Texte
Ingrid Caven – Jean-Jacques Schuhl et moi venons d’une époque où il n’était pas possible de parler de soi-même sans parler de l’Histoire, sans penser à un projet politique. Le narcissisme est nécessaire à la construction d’un travail artistique. Mais on ne peut pas dire « moi, moi, moi« . À moment donné, il faut aussi penser « nous ».
Justement, que diriez-vous de ce moment historique particulier que vous avez traversé, vous, Fassbinder, Schroeter, consistant à être un citoyen allemand né pendant ou juste après la Seconde Guerre mondiale ?
Quand j’étais enfant, les adultes travaillaient plutôt à dissimuler l’horreur de ce qu’il s’est passé. Mais on peut difficilement tromper un enfant. Je me suis forgé mes propres images d’horreur, construites à partir de bribes récoltées dans des conversations d’adultes. La première image que je me suis représentée est une vision horrible, celle d’enfants emmenés dans une forêt pour être jetés morts dans un grand trou. Tout à coup, penser que même les enfants n’échappaient pas à cette abomination fomentée par des adultes, ça m’a frappée avec une violence insensée. Quand j’ai grandi, adolescente, je suis tombée très malade. Je n’ai pas compris tout de suite que c’était peut-être liée avec le poids de l’histoire, avec le refoulement par tout un pays de ce qu’il avait commis. Il a fallu que j’entreprenne une analyse pour faire le lien.
En tant qu’Allemand, qu’on le veuille ou non, on appartient à la population qui a contribué à ça. Mes parents n’avaient pas leur carte au parti nazi, mais mon père était soldat pendant la guerre. Heureusement, il était dans la marine. Il était quand même officier. La base, c’est quand même ça.
En même temps, être né dans un pays qui s’effondre, ça contribue sûrement à donner le goût de la liberté. Enfant, j’ai joué dans les décombres de villes rasées. Cette proximité avec le désastre vous apprend quelque chose de précieux sur la vie. Ça m’a transmis une certaine vitalité. Ça a développé des énergies, une façon de partir des ruines pour toucher à la vie, la vie, la vie.
A quelle âge avez-vous fait une analyse?
Assez jeune, mais je n’ai fait qu’un an et demi. Ce n’est pas assez. Il faut dire qu’ensuite j’ai vécu avec l’analyste (rires). Il était très connu, ce n’était pas une histoire simple. J’ai d’abord entendu sa voix à la radio : il avait traduit Camus en allemand. J’étais étudiante, je lisais Freud parce que je trouvais ça magnifique, mais je pensais ne pas avoir besoin d’analyse. Parce que j’étais artiste et que ça me paraissait la bonne façon de travailler sur soi. J’ai eu la curiosité d’aller voir un cabinet, et c’était lui l’analyste. Quelque chose m’a intéressée tout de suite. Puis j’ai eu une attaque de paralysie et j’ai commencé le travail analytique. Cela m’a sauvée de mes tendances suicidaires.

Données fournies

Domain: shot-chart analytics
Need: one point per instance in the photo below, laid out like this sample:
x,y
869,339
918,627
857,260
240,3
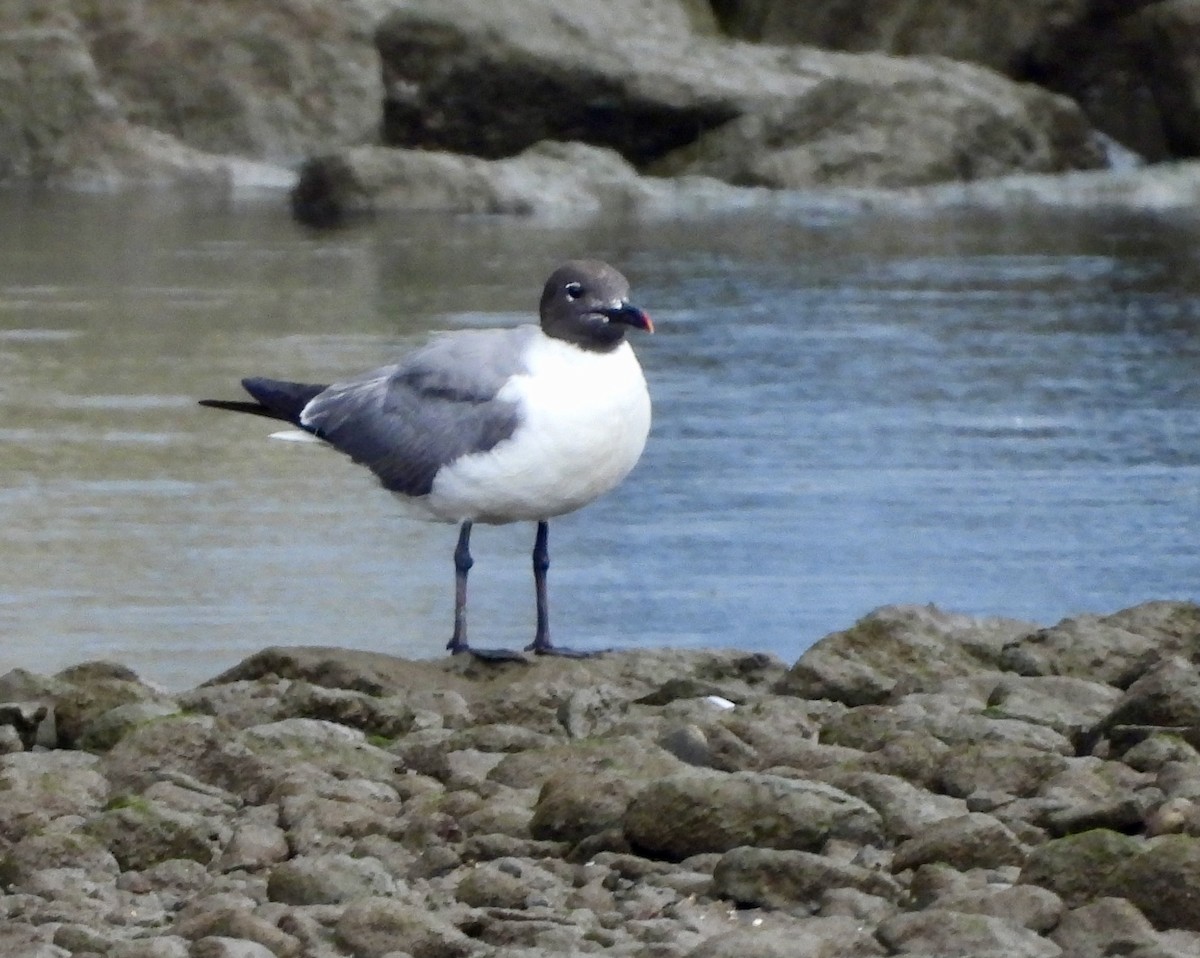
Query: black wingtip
x,y
239,406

Consigne A
D'après le texte, quel auteur l'analyste avait-il traduit en allemand ?
Consigne B
Relevez tous les noms de personnes mentionnés dans le texte, sauf celui d'Ingrid Caven.

Corrigé A
Camus.

Corrigé B
Jean-Jacques Schuhl, Fassbinder, Schroeter, Camus, Freud